# Your goal
Write the data out verbatim.

# Data for this exercise

>>>>

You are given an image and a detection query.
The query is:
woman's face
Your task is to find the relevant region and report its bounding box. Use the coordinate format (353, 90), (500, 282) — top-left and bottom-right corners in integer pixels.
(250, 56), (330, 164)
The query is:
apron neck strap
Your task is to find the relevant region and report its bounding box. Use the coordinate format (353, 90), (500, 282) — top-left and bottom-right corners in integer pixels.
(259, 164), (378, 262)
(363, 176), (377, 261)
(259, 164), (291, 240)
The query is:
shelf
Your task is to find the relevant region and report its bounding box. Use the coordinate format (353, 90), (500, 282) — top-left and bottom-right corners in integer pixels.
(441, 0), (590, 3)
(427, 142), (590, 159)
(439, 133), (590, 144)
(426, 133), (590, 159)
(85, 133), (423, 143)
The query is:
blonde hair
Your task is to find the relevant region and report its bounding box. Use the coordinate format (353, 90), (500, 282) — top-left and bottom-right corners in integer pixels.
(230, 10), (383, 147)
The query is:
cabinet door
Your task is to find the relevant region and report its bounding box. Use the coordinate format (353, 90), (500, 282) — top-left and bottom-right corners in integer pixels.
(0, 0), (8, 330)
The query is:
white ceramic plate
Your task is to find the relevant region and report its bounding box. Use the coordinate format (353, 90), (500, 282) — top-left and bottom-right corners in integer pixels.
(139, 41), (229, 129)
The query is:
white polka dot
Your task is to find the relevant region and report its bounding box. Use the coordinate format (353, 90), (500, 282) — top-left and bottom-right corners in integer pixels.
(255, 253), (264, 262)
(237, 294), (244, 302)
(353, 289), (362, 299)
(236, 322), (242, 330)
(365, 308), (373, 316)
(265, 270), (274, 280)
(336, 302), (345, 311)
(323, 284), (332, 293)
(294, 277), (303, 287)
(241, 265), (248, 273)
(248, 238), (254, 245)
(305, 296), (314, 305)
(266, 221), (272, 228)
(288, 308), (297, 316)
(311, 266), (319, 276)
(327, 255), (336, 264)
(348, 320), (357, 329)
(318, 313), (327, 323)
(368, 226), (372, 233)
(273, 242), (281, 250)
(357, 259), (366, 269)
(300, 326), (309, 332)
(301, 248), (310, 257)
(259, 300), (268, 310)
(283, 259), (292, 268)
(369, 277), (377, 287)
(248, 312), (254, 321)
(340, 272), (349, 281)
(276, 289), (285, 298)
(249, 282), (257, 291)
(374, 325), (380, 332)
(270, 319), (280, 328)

<<<<

# Your response
You are given an image and a detection query.
The query is:
woman's face
Your task is to find the relevant region and report its bounding box. Use the coordinate format (353, 90), (500, 282) — top-left and bottom-right corners in integer pixels.
(250, 56), (330, 164)
The query is:
apron neck strap
Your task is to find the relevant region and report its bounding box. Use the coordinate format (353, 90), (500, 282) — top-left and bottom-right corners in integer pixels.
(259, 164), (378, 262)
(363, 176), (377, 261)
(259, 164), (291, 240)
The query is:
shelf
Your task is to find the relevant region and report its bounding box. Use the coordinate format (353, 90), (500, 282) — top-left and bottom-right corners in integer pixels.
(441, 0), (590, 3)
(427, 142), (590, 159)
(439, 133), (590, 144)
(426, 133), (590, 159)
(85, 133), (423, 143)
The query is:
blonde hair
Your task is to find the relevant region and report its bounding box. Use the coordinate format (353, 90), (500, 282) — top-left and bottom-right corners in integer pixels.
(230, 10), (383, 147)
The query is:
cabinet door
Your task is to find the relevant region and report its bounding box. Use the coordinate format (353, 90), (500, 282) — top-left and bottom-right corners in integer pixels.
(0, 0), (8, 330)
The query is:
white ceramic plate
Your task is to find the relevant region and report its bounding box. Use the coordinate format (353, 90), (500, 282) — top-left and bottom-right corners in integer pixels.
(139, 41), (229, 129)
The query is:
white polka dot
Your task is to find the relevant region and report its bounding box. Use the coordinate format (353, 90), (500, 282) — top-left and bottom-right corners in integer pixels.
(255, 253), (264, 262)
(237, 294), (244, 302)
(353, 289), (362, 299)
(236, 322), (242, 330)
(365, 308), (373, 316)
(265, 270), (274, 280)
(336, 302), (345, 311)
(323, 284), (332, 293)
(294, 277), (303, 287)
(241, 265), (248, 273)
(248, 238), (254, 245)
(305, 296), (314, 305)
(266, 221), (272, 228)
(288, 308), (297, 316)
(311, 266), (319, 276)
(327, 255), (336, 264)
(348, 320), (357, 329)
(318, 313), (327, 323)
(368, 226), (372, 233)
(273, 242), (281, 250)
(357, 259), (366, 269)
(300, 326), (309, 332)
(301, 248), (310, 257)
(259, 300), (268, 310)
(283, 259), (292, 268)
(369, 277), (377, 287)
(248, 312), (254, 321)
(340, 272), (349, 281)
(276, 289), (285, 298)
(249, 282), (257, 291)
(374, 325), (380, 332)
(270, 319), (280, 328)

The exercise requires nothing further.